Input:
■ ■ ■ ■
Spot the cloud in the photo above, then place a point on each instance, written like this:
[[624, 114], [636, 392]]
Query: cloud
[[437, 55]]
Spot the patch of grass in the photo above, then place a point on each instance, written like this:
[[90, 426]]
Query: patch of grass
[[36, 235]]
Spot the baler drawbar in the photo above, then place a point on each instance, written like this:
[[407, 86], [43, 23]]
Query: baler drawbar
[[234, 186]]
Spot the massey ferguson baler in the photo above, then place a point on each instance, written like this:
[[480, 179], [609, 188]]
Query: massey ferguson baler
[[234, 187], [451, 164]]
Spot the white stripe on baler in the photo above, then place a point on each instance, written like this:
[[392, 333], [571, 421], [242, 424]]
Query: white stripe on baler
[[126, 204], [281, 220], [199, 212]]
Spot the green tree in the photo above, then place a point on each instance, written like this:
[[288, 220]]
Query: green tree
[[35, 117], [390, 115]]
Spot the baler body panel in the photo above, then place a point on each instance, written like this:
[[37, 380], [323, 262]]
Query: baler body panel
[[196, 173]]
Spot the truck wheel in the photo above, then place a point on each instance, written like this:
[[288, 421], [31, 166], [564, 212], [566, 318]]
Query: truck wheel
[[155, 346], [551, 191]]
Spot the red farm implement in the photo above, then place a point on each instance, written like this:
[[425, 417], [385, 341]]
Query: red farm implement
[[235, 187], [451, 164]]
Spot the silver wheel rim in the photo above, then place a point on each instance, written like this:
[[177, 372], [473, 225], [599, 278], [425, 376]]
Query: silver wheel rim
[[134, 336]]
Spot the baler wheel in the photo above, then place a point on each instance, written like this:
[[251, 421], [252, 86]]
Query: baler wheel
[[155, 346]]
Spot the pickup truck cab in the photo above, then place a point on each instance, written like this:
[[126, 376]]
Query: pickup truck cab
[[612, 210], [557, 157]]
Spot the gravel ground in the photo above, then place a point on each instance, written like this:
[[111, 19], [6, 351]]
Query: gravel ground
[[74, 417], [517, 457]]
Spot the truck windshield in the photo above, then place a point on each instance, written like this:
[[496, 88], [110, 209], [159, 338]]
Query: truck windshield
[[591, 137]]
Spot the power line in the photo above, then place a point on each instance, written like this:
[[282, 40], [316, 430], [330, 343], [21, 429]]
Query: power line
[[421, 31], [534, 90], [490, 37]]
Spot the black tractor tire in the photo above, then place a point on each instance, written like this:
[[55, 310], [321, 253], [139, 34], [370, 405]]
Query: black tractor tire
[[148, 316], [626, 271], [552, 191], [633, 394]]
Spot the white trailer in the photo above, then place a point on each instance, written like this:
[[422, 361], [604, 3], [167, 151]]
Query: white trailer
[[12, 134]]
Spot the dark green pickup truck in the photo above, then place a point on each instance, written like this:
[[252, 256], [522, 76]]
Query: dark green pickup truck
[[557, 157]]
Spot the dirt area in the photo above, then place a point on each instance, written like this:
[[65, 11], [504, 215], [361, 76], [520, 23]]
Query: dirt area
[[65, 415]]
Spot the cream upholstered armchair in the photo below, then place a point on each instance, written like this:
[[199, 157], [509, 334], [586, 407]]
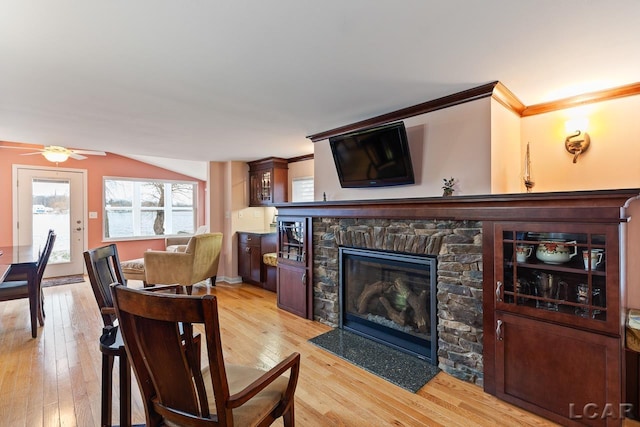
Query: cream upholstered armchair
[[198, 262]]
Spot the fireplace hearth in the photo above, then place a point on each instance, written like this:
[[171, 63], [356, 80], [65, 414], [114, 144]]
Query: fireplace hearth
[[390, 297]]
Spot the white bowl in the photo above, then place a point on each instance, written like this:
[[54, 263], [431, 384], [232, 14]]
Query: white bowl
[[555, 252]]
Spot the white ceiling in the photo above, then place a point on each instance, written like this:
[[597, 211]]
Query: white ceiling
[[246, 79]]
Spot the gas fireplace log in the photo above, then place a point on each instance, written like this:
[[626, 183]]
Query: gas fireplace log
[[417, 302], [400, 317], [370, 291]]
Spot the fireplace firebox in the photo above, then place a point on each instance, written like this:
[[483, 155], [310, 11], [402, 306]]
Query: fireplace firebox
[[390, 297]]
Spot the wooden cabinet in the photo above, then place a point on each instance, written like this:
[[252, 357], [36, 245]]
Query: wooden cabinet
[[251, 247], [294, 267], [268, 181], [558, 342]]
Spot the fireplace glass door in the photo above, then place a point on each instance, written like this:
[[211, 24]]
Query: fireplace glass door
[[391, 298]]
■ ■ ■ ■
What the exercise asks: Without the pictures, print the whole listing exactly as given.

Written response:
Spot the cloud in the photo above, then place a point on each instance, written like this:
[[624, 114], [636, 392]]
Query: cloud
[[437, 55]]
Spot the patch of grass in the photo above, then place a point on each instance, written like this:
[[90, 426]]
Query: patch of grass
[[36, 235]]
Spot the baler drawbar in the photo above, then place a point on each instance, written like this:
[[407, 86], [43, 23]]
Query: baler drawbar
[[234, 186]]
Spot the massey ferguson baler in the photo above, then place a point on each instance, written like this:
[[480, 179], [609, 188]]
Query: massey ferguson baler
[[234, 187], [451, 164]]
Spot the white stripe on baler in the photo above, then place a point on each instance, written like this:
[[392, 333], [571, 421], [242, 424]]
Query: white stripe on baler
[[126, 204], [281, 220], [199, 212]]
Spot the green tree in the photo above, then place a point on each instance, written like this:
[[288, 220]]
Query: green tree
[[35, 117], [390, 115]]
Spot the baler body panel in the photo above, then place a point on each instance, written like this:
[[37, 380], [323, 262]]
Query: baler body panel
[[196, 173]]
Spot the truck wheel in the photo above, then place a point on each instance, written like this:
[[288, 421], [31, 166], [564, 212], [566, 318]]
Query: truck wheel
[[155, 346], [551, 191]]
Spot the red farm implement in the photo above, then place a point on each instance, written like this:
[[425, 417], [385, 341]]
Query: red farm implement
[[235, 187], [451, 164]]
Spot the silver wheel rim in the photo above, then place a point on each instance, written like this:
[[177, 372], [473, 225], [599, 278], [425, 376]]
Query: silver wheel rim
[[134, 336]]
Spot the baler wheel in the photo above, then place a point on each instance, written like this:
[[251, 421], [252, 86]]
Query: baler wheel
[[155, 346]]
Spot the pickup truck cab in the photo above, then place a point on each instance, written like this:
[[126, 376]]
Query: pickup truck cab
[[612, 210], [557, 157]]
Spot the gravel ground in the photo above, then place a point on each instance, written like this:
[[111, 19], [6, 351]]
Query: gravel ground
[[74, 417], [517, 457]]
Spot the truck windshield in the photo above, then place a point on each instance, written like this:
[[496, 88], [110, 209], [159, 338]]
Query: truck windshield
[[591, 137]]
Spot the power line in the photo above, then place a point on each instance, written like this:
[[282, 40], [316, 430], [330, 343], [21, 429]]
Query: power line
[[421, 31], [534, 90], [490, 37]]
Spot the black tractor tire in the photo above, then place a point on each instance, written like this:
[[55, 310], [321, 253], [139, 34], [370, 405]]
Query: black tractor tire
[[148, 316], [626, 271], [552, 191], [633, 394]]
Spot the white trailer in the photo above, then place a point on each instance, written like this:
[[422, 361], [604, 3], [167, 151]]
Query: white trailer
[[12, 134]]
Spot the dark green pickup truck in the photo above, then place a point on each instance, written like this:
[[252, 256], [522, 76]]
Query: dark green pickup truck
[[557, 157]]
Spot the dirt area in the photo above, then place a point on each instance, written like this:
[[65, 11], [504, 215], [361, 76], [520, 23]]
Query: dirt area
[[65, 415]]
Spot the cream upholstered armchair in the photo below, then place a point on each instance, written like this:
[[199, 157], [509, 334], [586, 407]]
Query: cream upholstered armchair
[[198, 262]]
Spot the fireplace hearth in the photo above, then place a point on each instance, written like this:
[[171, 63], [356, 80], [65, 414], [114, 144]]
Query: fireplace hearth
[[390, 297]]
Spot the white bowl in the photo above, then place a point on each instance, written like this:
[[54, 263], [431, 384], [232, 14]]
Query: white bowl
[[555, 252]]
Spot the white ceiling in the photo above, then place a point on each instance, written like this:
[[597, 211]]
Query: white ceiling
[[246, 79]]
Spot the gas fireplace log in the photo above, then place a point on each instance, written like this:
[[626, 183]]
Query: gas fireplace log
[[417, 302], [400, 317], [370, 291]]
Spot the fireplace firebox in the photo above, then place a point on each instance, written like this:
[[483, 155], [310, 11], [402, 306]]
Query: fireplace firebox
[[390, 297]]
Spot the wooden cabinet in the photo above, then place a point on each instance, written like this:
[[252, 357], [36, 245]]
Query: wooden cabinet
[[251, 247], [294, 267], [268, 181], [558, 342]]
Spot the fireplace glass door in the photo above, then place a point on each instance, written like this:
[[211, 24]]
Query: fireplace glass door
[[391, 298]]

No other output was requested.